TEXT SECTION:
BEGIN

Let me be a little more clear about what I thought. The Spartans were going up against the 10-0, reigning national champion and winners of 23-straight Buckeyes, loaded with future NFL talent on Senior Day in Ohio Stadium.
So, yeah, I wasn’t all too worried.
Until that opening drive. Barrett suddenly had nowhere to run or hide as routine throws suddenly looked impossible as a swarm of white MSU jerseys set the tone early. While no single performance by a Spartan defender truly comes to mind, it seemed that someone new stepped up for every big play.
For instance: Montae Nicholson stuffing Barrett on third and short in the first quarter. Darian Hicks cornering an explosive Curtis Samuel to kill a crucial Buckeye drive late in the second half. Riley Bullough corralling Braxton Miller to force a punt out of Ohio State's end zone with less than five minutes left in the game. Most have forgotten about these critical plays but without them, I wouldn't have written about this game in this context.
Quarterback Tyler O’ Connor did not put up impressive numbers that rainy day in Columbus but he scrambled and connected with wide receiver Aaron Burbridge for first downs when it mattered most in a game that saw both teams struggle for points. Running backs L.J. Scott and Gerald Holmes combined for 123 yards, 90 more than prized Buckeye running back Elliott's season-low performance.
It was a total team effort in the face of a seemingly insurmountable opponent, the most complete performance all season. An unforgettable game-all it needed was an unforgettable moment.
With the game deadlocked at 14-14 and a little over four minutes left in the fourth quarter, O' Connor and Scott led the Spartans from midfield in a slow, grinding drive. Around the two minute warning, it became clear that Michigan State intended to win it in the final seconds off the leg of kicker Michael Geiger, an Ohio native.
With three seconds left in the game, Geiger kicked a 41-yard field goal from the right hash. It was a long, looping ball that squeezed past the left upright and into the net, far from a perfect kick. Geiger said afterwards that he didn't even see the final trajectory of his ball.
"I don’t even know if I saw it go through the uprights, because by then I was gone,” he said. “I was running. I didn’t want to get tackled or any of that."
Whether or not Geiger saw it, the kick was enough. The Spartans had secured the 17-14 upset and a celebration was in order.

END

RECORD SET:

BEGIN

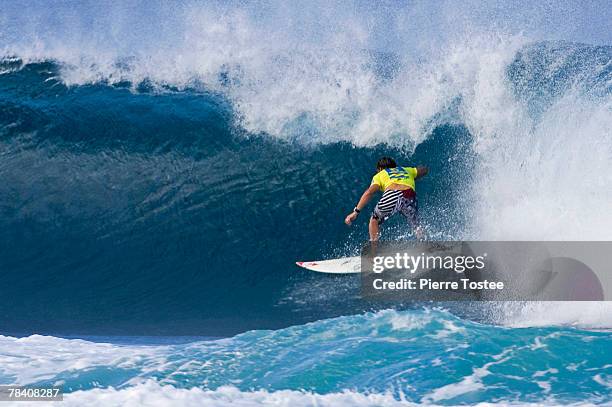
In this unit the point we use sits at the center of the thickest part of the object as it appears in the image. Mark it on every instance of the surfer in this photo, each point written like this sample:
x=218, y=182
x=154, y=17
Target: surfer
x=399, y=195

END

WORK REQUEST: Continue the account of Michigan State's 17-14 upset of Ohio State, picking up after its final sentence.

ANSWER TO THE EXERCISE:
Geiger's celebration? Windmilling his right arm up and around his side in a dead sprint down the field.
"I don't know where it came from," Geiger said. "It was instinctual."
On that day, I was disappointed and yet, I couldn't help but enjoy the raw joy that Geiger's impromptu gesture brought. It was everything college football was about — triumph, struggle, skill — in the silliest and most energetic way possible. I started looking at the game differently that day and Geiger played a huge part in that.
Long live The Windmill.
The aftermath: 2015 was one of the most illustrious years in Michigan State football history so we’re bound to see more from that team on this list. Following their victory in Columbus, the Spartans returned home to East Lansing and routed Penn State 55-16 to win their second Big Ten East title in three years.
Michigan State then traveled to Indianapolis a week later to face the No. 4 Iowa Hawkeyes in the Big Ten Championship. After three hard-fought and physical quarters, the Spartans trailed 13-9 and regained possession on their 18 yard line with 9:31 remaining in the game.
From there, Michigan State orchestrated a back-breaking nine-minute, 22-play long drive that spanned 82 total yards, culminating in a one yard L.J. Scott touchdown run to give the Spartans a 16-13 lead with 27 seconds left in the game. Iowa failed to score in those final seconds and the Spartans were outright Big Ten Champions for the third and final time in Mark Dantonio’s tenure as head coach.
Michigan State was selected as the third seed in the 2015 College Football Playoff but fell 38-0 in the Cotton Bowl to an Alabama team that would later win the National Championship.